*EXCERPT PROVIDED*.
No flags lined the streets Thursday. No businesses closed. No parades. It was just the First Day of Autumn. Hardly anyone took overt notice. But I did. I knew it was coming. My favorite calendar told me so. In addition, I was jolted into awareness one previous morning by the temperature when I took to the porch with my morning coffee. "Whoa," I said, aloud, disturbing the crickets that were still in the clematis vines, fiddling away. "I've got to get a sweater." A sweater! Why, just a few days ago the air conditioner was on.
Seems as if the change of seasons comes more abruptly in the autumn. One hardly notices the first day of summer, weatherwise. It's already hot when it comes. First day of spring is a teaser. The weather is fretful about that change. I like to go down the front walkway now. The hovering pin oak drops its many acorns and as I walk, they crunch beneath my feet, releasing that good nutty smell of autumn. Sometimes I twist my feet to help the release.

*EXERCISE INSTRUCTIONS*.
- A) In the essay about the first day of autumn, what kind of tree drops acorns along the front walkway?
- B) Carry on the essay about the first day of autumn, picking up after its final sentence.

*DATA SECTION*.
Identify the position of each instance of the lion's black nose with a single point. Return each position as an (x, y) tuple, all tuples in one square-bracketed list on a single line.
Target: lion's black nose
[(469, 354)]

*RESPONSES TO THE EXERCISE*.
- A) A pin oak.

- B)
Now that the fair is over I must go to the park to see if any good plump persimmons are left on the trees to fall to the ground, a gift to me. Crushed acorns and persimmons! All I need now is some walnuts to hull so I can add that to the fragrance. No, I need some mums. So, off to the mum stores I go. Yellow ones are my favorite, but I can't resist the deep rust colored ones nor the lavender and pink. They adorn my steps.
Inside, apples in a wooden bowl is better than any spray room freshener. The red delicious variety especially give away their essence. In addition, Ellie gave me a fake apple pie in a foil pan which you set on the warm top of the stove. When the oven is on you get the smell of apple pie, even if meat loaf is inside. It prompts me to get busy making real apple pie, with Jonathans, of course, and have a slice of it while it is still warm. This was a good part of my First Day of Autumn celebration.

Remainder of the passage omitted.